Data items:
<<<<
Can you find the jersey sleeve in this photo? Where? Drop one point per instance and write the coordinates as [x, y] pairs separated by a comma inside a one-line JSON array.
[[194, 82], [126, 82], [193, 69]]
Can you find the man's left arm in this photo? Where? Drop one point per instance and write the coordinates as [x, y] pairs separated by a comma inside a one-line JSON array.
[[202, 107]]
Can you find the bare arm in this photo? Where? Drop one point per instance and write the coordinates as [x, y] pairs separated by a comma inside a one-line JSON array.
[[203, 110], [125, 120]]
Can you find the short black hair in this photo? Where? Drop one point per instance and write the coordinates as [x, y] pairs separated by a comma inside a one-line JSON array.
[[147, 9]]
>>>>
<<<<
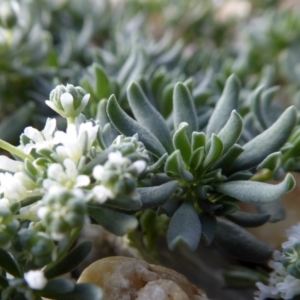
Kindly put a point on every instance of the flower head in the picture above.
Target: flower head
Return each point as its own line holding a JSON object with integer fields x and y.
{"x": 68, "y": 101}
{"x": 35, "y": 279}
>>>>
<<<<
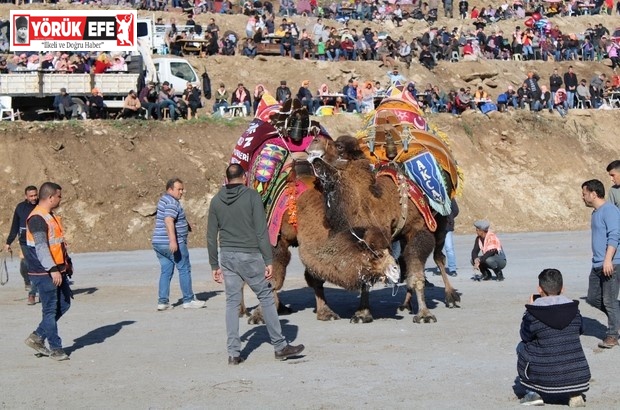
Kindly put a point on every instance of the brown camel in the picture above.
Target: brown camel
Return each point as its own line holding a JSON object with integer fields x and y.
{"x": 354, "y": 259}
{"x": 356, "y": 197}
>>>>
**TASK**
Could you copy every line in the records that holds "camel"?

**YOUR RESPONSE**
Kindly put a point on every instance of the brown camel in the picture above.
Target: brown camel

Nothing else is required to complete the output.